** Opening Extracted text block **

Community fears prompted violence, pre-emptive measures and several demonstrations targeting suspected carriers of the virus. Locals assaulted migrant workers in India’s Arunachal Pradesh, while in several states including West Bengal and Jharkhand, migrant workers seeking to return home were refused entry to their villages. Locals in several villages reportedly erected barricades and armed groups of villagers guarded entry points to prevent outsiders from entering their villages (Al-Jazeera, 30 March 2020). Furthermore, in India and Sri Lanka, several demonstrations were recorded by locals against the burial and cremation of patients who died of coronavirus, fearing contamination of local communities.
Demonstrations were also reported across South Asia against government failures in the provision of protective equipment and facilities to contain the spread of coronavirus. In Pakistan, doctors and paramedics demonstrated to call for protective equipment to treat coronavirus patients. In Bangladesh, hundreds of tea garden workers demonstrated demanding protective equipment for work. In India, ward volunteers responsible for delivering government sanctioned rations demonstrated for the provision of masks and sanitizers. Additionally, doctors and nurses protested in Jammu and Kashmir over being provided substandard Personal Protection Equipment (PPE). In India and Nepal, migrant workers, stranded due to restrictions on movement of people, demonstrated demanding food, water and transportation to return to their native villages.

** Closing Extracted text block **

_Task requirements_:
- a) List every country named in the passage on coronavirus unrest in South Asia, in the order each first appears.
- b) Carry the passage on coronavirus unrest in South Asia forward by one paragraph, starting after its last sentence.

** Opening Extracted records block **

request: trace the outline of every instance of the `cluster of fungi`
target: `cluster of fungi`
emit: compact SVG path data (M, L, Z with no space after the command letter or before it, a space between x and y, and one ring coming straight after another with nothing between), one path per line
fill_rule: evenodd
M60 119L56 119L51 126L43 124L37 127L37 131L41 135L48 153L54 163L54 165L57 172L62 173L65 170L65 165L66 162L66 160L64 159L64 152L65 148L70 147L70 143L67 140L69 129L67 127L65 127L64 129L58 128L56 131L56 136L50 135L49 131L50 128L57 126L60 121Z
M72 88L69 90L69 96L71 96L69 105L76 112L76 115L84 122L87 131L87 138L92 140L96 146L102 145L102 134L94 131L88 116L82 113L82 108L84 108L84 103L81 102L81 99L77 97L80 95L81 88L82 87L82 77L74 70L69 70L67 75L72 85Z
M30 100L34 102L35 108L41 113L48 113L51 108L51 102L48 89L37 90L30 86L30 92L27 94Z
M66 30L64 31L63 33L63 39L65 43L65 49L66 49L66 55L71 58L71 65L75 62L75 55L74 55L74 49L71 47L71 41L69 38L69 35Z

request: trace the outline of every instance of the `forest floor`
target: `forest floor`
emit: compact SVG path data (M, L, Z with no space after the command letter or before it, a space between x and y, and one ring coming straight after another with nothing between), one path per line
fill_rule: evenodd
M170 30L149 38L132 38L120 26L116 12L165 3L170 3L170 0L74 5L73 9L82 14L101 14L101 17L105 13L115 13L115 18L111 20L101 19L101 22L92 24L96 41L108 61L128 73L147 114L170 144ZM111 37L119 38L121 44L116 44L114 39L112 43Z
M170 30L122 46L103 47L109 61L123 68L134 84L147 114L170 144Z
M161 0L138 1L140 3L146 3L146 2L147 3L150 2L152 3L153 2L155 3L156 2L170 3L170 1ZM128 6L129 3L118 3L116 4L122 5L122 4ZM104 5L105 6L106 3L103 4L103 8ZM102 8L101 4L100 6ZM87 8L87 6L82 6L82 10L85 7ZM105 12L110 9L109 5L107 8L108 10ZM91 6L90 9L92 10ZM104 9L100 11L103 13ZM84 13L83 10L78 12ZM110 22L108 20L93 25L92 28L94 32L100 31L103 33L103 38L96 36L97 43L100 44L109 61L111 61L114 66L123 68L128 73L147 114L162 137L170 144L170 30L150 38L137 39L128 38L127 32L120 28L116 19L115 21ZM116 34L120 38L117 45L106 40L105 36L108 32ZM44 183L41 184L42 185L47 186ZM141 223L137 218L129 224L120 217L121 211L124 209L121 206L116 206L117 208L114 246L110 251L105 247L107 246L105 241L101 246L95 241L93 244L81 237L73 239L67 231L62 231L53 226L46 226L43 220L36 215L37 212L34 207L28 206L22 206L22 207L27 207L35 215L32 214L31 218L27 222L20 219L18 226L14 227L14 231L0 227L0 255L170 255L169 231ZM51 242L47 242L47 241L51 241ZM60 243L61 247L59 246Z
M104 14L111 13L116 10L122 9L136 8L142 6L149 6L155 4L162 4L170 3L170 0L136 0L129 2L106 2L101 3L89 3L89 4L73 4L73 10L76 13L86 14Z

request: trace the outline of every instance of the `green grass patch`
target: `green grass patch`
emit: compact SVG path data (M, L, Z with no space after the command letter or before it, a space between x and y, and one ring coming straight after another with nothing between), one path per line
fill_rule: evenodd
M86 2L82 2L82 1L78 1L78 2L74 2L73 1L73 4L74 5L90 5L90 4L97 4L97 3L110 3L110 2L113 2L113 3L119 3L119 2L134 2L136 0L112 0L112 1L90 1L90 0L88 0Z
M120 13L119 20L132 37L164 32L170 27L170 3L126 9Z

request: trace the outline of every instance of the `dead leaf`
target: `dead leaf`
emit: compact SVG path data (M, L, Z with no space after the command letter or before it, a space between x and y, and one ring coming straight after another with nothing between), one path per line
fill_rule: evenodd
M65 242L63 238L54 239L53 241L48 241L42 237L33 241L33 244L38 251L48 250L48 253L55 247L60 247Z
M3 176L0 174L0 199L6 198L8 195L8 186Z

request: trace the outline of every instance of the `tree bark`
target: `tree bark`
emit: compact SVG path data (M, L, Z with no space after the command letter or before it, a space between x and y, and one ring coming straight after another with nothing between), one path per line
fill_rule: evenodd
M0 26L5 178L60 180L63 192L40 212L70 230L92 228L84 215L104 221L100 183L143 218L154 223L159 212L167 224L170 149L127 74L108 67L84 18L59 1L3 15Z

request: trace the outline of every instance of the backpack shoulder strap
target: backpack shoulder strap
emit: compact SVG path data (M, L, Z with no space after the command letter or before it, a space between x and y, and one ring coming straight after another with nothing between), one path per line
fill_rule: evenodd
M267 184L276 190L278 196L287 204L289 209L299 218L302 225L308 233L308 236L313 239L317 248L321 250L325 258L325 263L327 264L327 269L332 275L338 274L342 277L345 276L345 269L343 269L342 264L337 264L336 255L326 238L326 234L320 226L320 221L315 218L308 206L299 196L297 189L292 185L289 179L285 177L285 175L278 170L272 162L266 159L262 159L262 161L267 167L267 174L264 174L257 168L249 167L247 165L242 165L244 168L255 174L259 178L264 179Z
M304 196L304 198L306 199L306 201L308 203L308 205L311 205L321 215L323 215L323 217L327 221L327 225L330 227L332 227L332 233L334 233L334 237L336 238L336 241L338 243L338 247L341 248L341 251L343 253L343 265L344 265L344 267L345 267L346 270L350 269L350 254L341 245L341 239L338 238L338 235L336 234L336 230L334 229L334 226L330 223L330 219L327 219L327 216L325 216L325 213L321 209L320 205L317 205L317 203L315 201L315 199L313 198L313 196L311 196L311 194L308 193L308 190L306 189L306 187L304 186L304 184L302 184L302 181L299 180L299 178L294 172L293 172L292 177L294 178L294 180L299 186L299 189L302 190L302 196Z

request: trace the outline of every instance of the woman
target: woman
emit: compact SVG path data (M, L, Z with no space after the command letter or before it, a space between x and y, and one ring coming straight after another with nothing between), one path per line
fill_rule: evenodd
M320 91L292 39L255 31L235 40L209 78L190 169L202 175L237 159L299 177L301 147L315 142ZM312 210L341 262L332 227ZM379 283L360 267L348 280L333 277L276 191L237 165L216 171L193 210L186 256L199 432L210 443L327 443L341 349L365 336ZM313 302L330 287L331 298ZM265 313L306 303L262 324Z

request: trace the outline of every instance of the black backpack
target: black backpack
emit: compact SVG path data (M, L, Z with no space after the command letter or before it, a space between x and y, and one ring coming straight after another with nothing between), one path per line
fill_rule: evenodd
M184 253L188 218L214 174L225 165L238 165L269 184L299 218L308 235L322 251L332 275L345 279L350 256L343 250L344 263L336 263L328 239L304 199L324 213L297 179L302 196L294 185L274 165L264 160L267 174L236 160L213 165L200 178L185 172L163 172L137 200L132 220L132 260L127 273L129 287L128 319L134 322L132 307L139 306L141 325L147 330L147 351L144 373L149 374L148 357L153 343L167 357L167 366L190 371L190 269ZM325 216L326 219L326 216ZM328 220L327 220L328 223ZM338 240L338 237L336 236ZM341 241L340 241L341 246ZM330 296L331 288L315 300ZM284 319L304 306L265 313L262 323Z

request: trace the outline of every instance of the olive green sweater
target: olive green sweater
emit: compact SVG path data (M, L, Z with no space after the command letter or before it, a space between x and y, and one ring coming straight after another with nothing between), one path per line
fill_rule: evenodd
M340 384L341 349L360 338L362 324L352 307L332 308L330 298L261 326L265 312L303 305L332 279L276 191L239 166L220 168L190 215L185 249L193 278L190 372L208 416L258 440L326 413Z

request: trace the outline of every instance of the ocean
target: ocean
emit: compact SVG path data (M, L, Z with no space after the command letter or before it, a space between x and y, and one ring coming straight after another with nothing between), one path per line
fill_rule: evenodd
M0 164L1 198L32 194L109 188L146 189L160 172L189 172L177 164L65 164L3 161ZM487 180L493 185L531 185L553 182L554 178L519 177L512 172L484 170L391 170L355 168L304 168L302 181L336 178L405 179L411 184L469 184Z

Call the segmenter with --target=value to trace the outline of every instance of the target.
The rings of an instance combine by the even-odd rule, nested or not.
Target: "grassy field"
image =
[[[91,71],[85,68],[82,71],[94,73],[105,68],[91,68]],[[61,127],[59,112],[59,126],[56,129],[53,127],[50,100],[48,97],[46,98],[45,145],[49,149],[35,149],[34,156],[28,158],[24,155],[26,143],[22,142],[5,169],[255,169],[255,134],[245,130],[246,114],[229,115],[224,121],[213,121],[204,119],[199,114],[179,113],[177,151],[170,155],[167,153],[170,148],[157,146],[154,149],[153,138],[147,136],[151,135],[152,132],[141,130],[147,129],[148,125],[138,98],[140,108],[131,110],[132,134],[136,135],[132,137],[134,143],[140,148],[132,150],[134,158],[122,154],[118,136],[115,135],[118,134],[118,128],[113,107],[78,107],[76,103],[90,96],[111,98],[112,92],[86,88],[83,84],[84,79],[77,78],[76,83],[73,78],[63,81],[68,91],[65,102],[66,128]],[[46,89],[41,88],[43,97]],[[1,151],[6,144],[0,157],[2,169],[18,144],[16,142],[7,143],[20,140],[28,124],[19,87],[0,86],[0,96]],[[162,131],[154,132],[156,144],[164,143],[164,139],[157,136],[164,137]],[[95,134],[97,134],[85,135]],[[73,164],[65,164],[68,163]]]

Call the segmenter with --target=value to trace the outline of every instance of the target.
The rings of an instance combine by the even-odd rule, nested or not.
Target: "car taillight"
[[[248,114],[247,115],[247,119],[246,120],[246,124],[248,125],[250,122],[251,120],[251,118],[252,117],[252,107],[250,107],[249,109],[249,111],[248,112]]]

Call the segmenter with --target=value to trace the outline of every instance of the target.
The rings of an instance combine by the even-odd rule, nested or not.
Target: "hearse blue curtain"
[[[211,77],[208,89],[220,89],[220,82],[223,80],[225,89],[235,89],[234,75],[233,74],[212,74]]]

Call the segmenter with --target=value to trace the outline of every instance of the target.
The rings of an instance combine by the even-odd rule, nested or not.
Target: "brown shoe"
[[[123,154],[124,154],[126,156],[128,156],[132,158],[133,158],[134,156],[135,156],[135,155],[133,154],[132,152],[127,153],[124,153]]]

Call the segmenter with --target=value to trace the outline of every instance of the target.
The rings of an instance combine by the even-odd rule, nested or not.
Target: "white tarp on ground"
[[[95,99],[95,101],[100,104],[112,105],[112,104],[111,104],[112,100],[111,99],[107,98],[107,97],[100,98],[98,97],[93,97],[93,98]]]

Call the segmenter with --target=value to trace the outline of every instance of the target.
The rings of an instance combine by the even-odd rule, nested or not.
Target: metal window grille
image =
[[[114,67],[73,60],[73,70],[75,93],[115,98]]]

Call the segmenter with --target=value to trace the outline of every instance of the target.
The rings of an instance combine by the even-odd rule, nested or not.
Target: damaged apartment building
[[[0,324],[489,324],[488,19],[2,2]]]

** Closing Extracted records block **

_Task responses_:
- a) India, Sri Lanka, Pakistan, Bangladesh, Nepal

- b)
In other developments, the Indian government issued a notification introducing a new set of laws for the union territory of Jammu and Kashmir. The region’s limited autonomy which protected the region from demographic changes was revoked in August 2019 and the new domicile rights now provide the modalities for Indian citizens from other areas to settle permanently in the region. According to the new set of laws, several categories of Indian citizens, including those who have resided in the region for a period of 15 years, will be eligible to become permanent residents (Al-Jazeera, 3 April 2020). The opponents of the law including the former Chief Minister of Jammu and Kashmir claimed that the timing of the announcement amidst a nationwide lockdown due to the coronavirus outbreak, was aimed at preventing public outcry against the law (Hindustan Times, 4 April 2020).